** START **

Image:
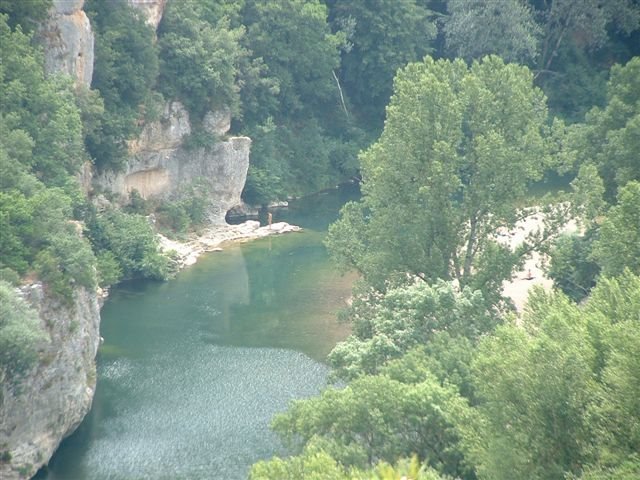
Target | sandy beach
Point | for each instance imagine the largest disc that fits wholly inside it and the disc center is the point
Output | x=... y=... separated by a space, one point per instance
x=212 y=239
x=531 y=273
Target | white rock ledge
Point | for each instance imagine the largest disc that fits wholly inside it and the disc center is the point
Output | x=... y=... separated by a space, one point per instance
x=213 y=237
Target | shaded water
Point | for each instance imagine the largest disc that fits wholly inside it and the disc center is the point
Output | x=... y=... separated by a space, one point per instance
x=192 y=370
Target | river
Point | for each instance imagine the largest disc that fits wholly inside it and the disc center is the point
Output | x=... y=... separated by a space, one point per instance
x=192 y=370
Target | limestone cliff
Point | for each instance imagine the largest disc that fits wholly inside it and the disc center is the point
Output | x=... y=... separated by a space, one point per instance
x=151 y=10
x=160 y=165
x=53 y=398
x=68 y=41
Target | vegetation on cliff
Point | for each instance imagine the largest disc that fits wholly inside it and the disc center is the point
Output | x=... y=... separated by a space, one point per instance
x=438 y=366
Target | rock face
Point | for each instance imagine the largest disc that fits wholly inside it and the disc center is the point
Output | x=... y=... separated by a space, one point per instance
x=54 y=397
x=151 y=10
x=68 y=41
x=160 y=165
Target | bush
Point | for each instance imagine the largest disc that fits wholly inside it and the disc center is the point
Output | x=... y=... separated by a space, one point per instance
x=132 y=243
x=20 y=334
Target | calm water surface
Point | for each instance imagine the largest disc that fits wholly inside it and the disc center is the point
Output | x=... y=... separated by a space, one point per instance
x=192 y=370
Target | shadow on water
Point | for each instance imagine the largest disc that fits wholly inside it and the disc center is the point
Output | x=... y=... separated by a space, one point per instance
x=192 y=370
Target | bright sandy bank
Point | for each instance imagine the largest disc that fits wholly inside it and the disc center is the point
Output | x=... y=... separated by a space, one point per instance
x=531 y=274
x=211 y=239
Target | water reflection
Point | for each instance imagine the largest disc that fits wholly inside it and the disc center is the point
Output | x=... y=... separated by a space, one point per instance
x=192 y=370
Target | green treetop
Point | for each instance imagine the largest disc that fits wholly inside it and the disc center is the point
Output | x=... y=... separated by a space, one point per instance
x=459 y=148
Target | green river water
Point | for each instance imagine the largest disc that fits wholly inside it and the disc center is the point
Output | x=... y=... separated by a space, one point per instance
x=192 y=370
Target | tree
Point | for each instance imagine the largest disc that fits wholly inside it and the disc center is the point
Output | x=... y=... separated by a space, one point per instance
x=294 y=40
x=534 y=386
x=618 y=246
x=560 y=392
x=379 y=418
x=388 y=326
x=383 y=36
x=133 y=243
x=315 y=464
x=506 y=28
x=200 y=57
x=20 y=335
x=588 y=22
x=610 y=136
x=125 y=71
x=459 y=148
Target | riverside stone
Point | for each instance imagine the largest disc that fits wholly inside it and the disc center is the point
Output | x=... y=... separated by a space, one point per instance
x=51 y=399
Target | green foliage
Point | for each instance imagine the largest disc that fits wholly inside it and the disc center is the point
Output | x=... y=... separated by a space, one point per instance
x=20 y=334
x=378 y=418
x=387 y=326
x=565 y=387
x=459 y=148
x=39 y=120
x=131 y=241
x=507 y=28
x=200 y=58
x=370 y=63
x=610 y=137
x=294 y=40
x=315 y=464
x=109 y=271
x=618 y=246
x=125 y=71
x=571 y=267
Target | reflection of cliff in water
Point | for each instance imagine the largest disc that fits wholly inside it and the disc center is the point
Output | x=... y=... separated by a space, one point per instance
x=230 y=293
x=285 y=295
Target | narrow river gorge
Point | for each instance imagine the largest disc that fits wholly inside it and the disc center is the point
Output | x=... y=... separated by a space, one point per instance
x=192 y=370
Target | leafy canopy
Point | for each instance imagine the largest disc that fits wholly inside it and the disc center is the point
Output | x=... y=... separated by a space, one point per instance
x=460 y=146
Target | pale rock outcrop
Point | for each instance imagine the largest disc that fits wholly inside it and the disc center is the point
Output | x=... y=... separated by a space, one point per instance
x=212 y=238
x=53 y=398
x=159 y=165
x=152 y=10
x=68 y=41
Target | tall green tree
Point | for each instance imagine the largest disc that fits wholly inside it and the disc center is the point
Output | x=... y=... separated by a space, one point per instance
x=506 y=28
x=383 y=36
x=560 y=391
x=610 y=136
x=390 y=325
x=20 y=335
x=460 y=146
x=618 y=246
x=379 y=418
x=200 y=55
x=295 y=42
x=125 y=72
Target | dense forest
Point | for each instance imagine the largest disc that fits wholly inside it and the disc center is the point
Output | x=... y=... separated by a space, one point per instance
x=448 y=111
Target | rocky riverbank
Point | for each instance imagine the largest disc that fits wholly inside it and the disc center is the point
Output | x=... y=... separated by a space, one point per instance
x=214 y=237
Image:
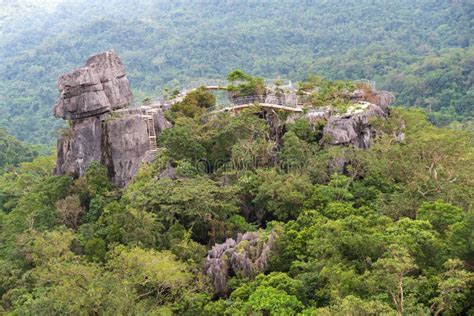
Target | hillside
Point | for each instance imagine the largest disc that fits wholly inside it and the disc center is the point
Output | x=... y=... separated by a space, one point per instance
x=260 y=210
x=408 y=48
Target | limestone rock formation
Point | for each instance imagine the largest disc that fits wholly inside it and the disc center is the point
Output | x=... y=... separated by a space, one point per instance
x=247 y=255
x=95 y=99
x=80 y=145
x=353 y=128
x=96 y=88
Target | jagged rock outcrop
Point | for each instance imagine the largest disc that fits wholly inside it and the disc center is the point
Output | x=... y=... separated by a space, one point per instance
x=353 y=128
x=96 y=88
x=247 y=256
x=95 y=98
x=79 y=145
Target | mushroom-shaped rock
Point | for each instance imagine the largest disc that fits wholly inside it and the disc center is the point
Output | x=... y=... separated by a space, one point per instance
x=96 y=88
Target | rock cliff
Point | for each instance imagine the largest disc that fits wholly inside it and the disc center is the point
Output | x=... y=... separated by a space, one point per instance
x=95 y=99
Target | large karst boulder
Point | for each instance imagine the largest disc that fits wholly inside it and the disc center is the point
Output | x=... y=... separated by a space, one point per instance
x=96 y=88
x=353 y=127
x=95 y=100
x=247 y=255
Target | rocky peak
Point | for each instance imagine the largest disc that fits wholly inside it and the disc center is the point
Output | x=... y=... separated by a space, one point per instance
x=95 y=98
x=98 y=87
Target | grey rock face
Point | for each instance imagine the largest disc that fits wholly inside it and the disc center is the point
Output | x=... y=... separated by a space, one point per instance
x=247 y=256
x=79 y=146
x=96 y=88
x=352 y=129
x=102 y=129
x=127 y=143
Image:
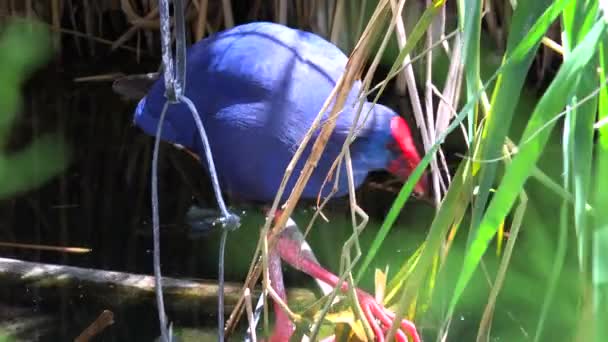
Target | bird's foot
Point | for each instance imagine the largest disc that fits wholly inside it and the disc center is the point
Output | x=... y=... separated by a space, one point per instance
x=203 y=221
x=380 y=319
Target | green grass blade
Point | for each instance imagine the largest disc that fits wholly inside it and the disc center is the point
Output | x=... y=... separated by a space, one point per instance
x=577 y=21
x=533 y=142
x=508 y=87
x=406 y=190
x=471 y=23
x=599 y=257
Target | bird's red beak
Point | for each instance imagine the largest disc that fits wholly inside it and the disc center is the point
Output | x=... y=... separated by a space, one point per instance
x=403 y=166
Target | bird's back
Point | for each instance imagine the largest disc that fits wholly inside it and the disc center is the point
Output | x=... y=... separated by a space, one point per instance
x=258 y=88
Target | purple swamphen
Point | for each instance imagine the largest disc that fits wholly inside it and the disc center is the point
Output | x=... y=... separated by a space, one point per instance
x=258 y=88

** END **

Brief
Reproduce all of the material above word for word, and leave the pictures out of your copy.

Expected answer
Image:
Target | sandy beach
Point | for each instance imagine the largest disc that fits wholly inside it and the disc center is the point
Output | x=... y=... separated by a space, one point per instance
x=212 y=239
x=531 y=273
Target | white rock ledge
Point | for each instance imagine the largest disc that fits wholly inside it and the disc center is the point
Output | x=... y=... separated by a space, one point per instance
x=213 y=237
Target | shaded water
Point | for each instance imagine the largest disc that fits wholly inside it and the disc center is the point
Output | x=... y=... separated by a space, one point per instance
x=192 y=370
Target | river
Point | for each instance imagine the largest disc that fits wholly inside it and the disc center is the point
Output | x=... y=... separated by a space, one point per instance
x=192 y=370
Target | limestone cliff
Point | for each instance imagine the largest disc that fits wholly inside it and the disc center is the point
Output | x=... y=... separated by a space, one point per instance
x=151 y=10
x=160 y=165
x=53 y=398
x=68 y=41
Target | vegetation on cliff
Point | for each instance imagine the largest disc that fits wholly inside it and the disc center is the point
Output | x=... y=... separated by a space, one point per instance
x=438 y=366
Target | rock face
Point | for each instance imagine the largest disc that fits wholly inside it and the disc center is the point
Output | x=... y=... separated by a space, one point per instance
x=54 y=397
x=151 y=10
x=68 y=41
x=160 y=165
Target | bush
Point | for each instance imagine the largest disc that fits wholly inside it and the disc center is the point
Output | x=... y=... separated by a space, one point per instance
x=132 y=243
x=20 y=334
Target | calm water surface
Point | for each instance imagine the largest disc that fits wholly inside it and the disc center is the point
Output | x=... y=... separated by a space, one point per instance
x=192 y=370
Target | shadow on water
Point | for each instance imagine the largest disc that fits wholly inside it and the disc center is the point
Output | x=... y=... separated by a space, one point per instance
x=192 y=370
Target | bright sandy bank
Point | for each instance imagine the largest disc that fits wholly inside it and the disc center is the point
Output | x=... y=... separated by a space, one point per instance
x=531 y=274
x=211 y=239
Target | water reflection
Point | for each instance imagine the largest disc that fits wholly inside it and the disc center is the point
Output | x=... y=... separated by a space, one point per instance
x=192 y=370
Target | green treetop
Point | for each instance imagine the largest disc that fits wholly inside it and the disc center is the point
Output | x=... y=... separated by a space, one point per instance
x=459 y=148
Target | green river water
Point | for each instance imagine the largest disc that fits wholly inside it and the disc center is the point
Output | x=... y=... separated by a space, one point per instance
x=192 y=370
Target | tree
Point | for each instance imagine the largest disc that fits wholly inside it and the disc center is the point
Output | x=... y=... separated by a space, one point per instance
x=294 y=40
x=534 y=386
x=618 y=246
x=560 y=392
x=379 y=418
x=388 y=326
x=383 y=36
x=133 y=243
x=315 y=464
x=506 y=28
x=200 y=57
x=20 y=335
x=588 y=22
x=610 y=136
x=125 y=71
x=459 y=148
Target | riverside stone
Point | for each instance imagine the largest disc that fits wholly inside it and the disc center is the point
Output | x=... y=... separated by a space, one point per instance
x=51 y=399
Target | green foliage
Point | for each instance imagine the largest disc that fits wholly inside it and the disc center is the point
Output | x=... y=... separated by a space, one point per instance
x=20 y=334
x=378 y=418
x=387 y=326
x=565 y=387
x=459 y=148
x=39 y=120
x=131 y=241
x=507 y=28
x=200 y=58
x=370 y=63
x=610 y=137
x=294 y=40
x=315 y=464
x=109 y=271
x=618 y=246
x=125 y=71
x=571 y=267
Target | reflection of cliff in water
Point | for each instance imagine the largest disc that fits wholly inside it and the disc center is the point
Output | x=... y=... separated by a space, one point per instance
x=230 y=293
x=285 y=295
Target | narrow river gorge
Point | for each instance imagine the largest disc that fits wholly inside it and the disc center is the point
Output | x=... y=... separated by a space, one point per instance
x=192 y=370
Target | leafy canopy
Point | for each instance imagine the largest disc that fits wholly inside it and the disc center is the point
Output | x=... y=... separated by a space, one point per instance
x=460 y=146
Target | pale rock outcrop
Point | for each instance imagine the largest disc that fits wholly inside it and the disc center is the point
Output | x=... y=... separated by a space, one point per instance
x=212 y=238
x=53 y=398
x=159 y=165
x=152 y=10
x=68 y=41
Target | tall green tree
Point | for each instance imagine the largest disc that fits wholly inside it and the disc center is the point
Output | x=... y=... separated by a space, one point per instance
x=506 y=28
x=383 y=36
x=560 y=391
x=610 y=136
x=390 y=325
x=20 y=335
x=460 y=146
x=618 y=246
x=379 y=418
x=200 y=55
x=295 y=42
x=125 y=72
Target | dense forest
Point | for each instance imagine the largest disc that fits wholly inside it and the disc center is the point
Output | x=... y=... separated by a space, one point per instance
x=448 y=111
Target | rocky riverbank
Point | for each instance imagine the largest disc that fits wholly inside it and the disc center is the point
Output | x=... y=... separated by a space, one point per instance
x=214 y=237
Image:
Target | hillside
Point | for each instance imagine the largest disc that fits wholly inside it and the disc center is the point
Output | x=... y=... separated by a space, one point per instance
x=260 y=210
x=408 y=48
Target | limestone rock formation
Point | for each instance imagine the largest disc that fits wholly inside it and the disc center is the point
Output | x=... y=... separated by a space, one point per instance
x=247 y=255
x=95 y=99
x=80 y=145
x=353 y=128
x=96 y=88
Target | jagged rock outcrop
Point | for each instance imagine the largest disc that fits wholly inside it and the disc center is the point
Output | x=... y=... separated by a space, one point per instance
x=353 y=128
x=96 y=88
x=247 y=256
x=95 y=98
x=79 y=145
Target | mushroom-shaped rock
Point | for each instance imagine the largest disc that fits wholly inside it and the disc center is the point
Output | x=... y=... separated by a space, one point per instance
x=96 y=88
Target | rock cliff
Point | for each instance imagine the largest disc that fits wholly inside it and the disc center is the point
Output | x=... y=... separated by a space, one point per instance
x=95 y=99
Target | large karst boulder
Point | for each instance imagine the largest disc that fits wholly inside it and the disc center is the point
Output | x=... y=... separated by a space, one point per instance
x=96 y=88
x=353 y=127
x=95 y=100
x=247 y=255
Target | rocky peak
Point | for each instance imagine the largest disc that fits wholly inside it and the disc center is the point
Output | x=... y=... separated by a space, one point per instance
x=95 y=98
x=98 y=87
Target | grey rock face
Point | for each instance imagine the largest disc that fits wholly inside it and the disc center is the point
Output | x=... y=... separated by a space, one point per instance
x=247 y=256
x=79 y=146
x=96 y=88
x=352 y=129
x=102 y=129
x=127 y=143
Image:
Target | bird's foot
Point | for each instance imagine the largest disc that fits wholly inside it and the disc center is the point
Output | x=... y=... separated by a space, one point per instance
x=203 y=221
x=380 y=319
Target | green grass blade
Point | for each instance imagine the largest disc that fits wholly inside it and the disc center is the point
Output | x=... y=... separated by a space, one point per instance
x=577 y=21
x=533 y=142
x=508 y=87
x=406 y=190
x=471 y=23
x=599 y=257
Target | bird's red beak
Point | for each instance imagine the largest disc that fits wholly inside it and the disc center is the point
Output | x=... y=... separated by a space, one point per instance
x=403 y=166
Target | bird's back
Point | for each instance imagine the largest disc that fits wholly inside it and the disc center is the point
Output | x=... y=... separated by a space, one point per instance
x=258 y=88
Target | purple swamphen
Point | for each instance imagine the largest disc that fits wholly inside it and the disc center is the point
Output | x=... y=... separated by a space, one point per instance
x=258 y=88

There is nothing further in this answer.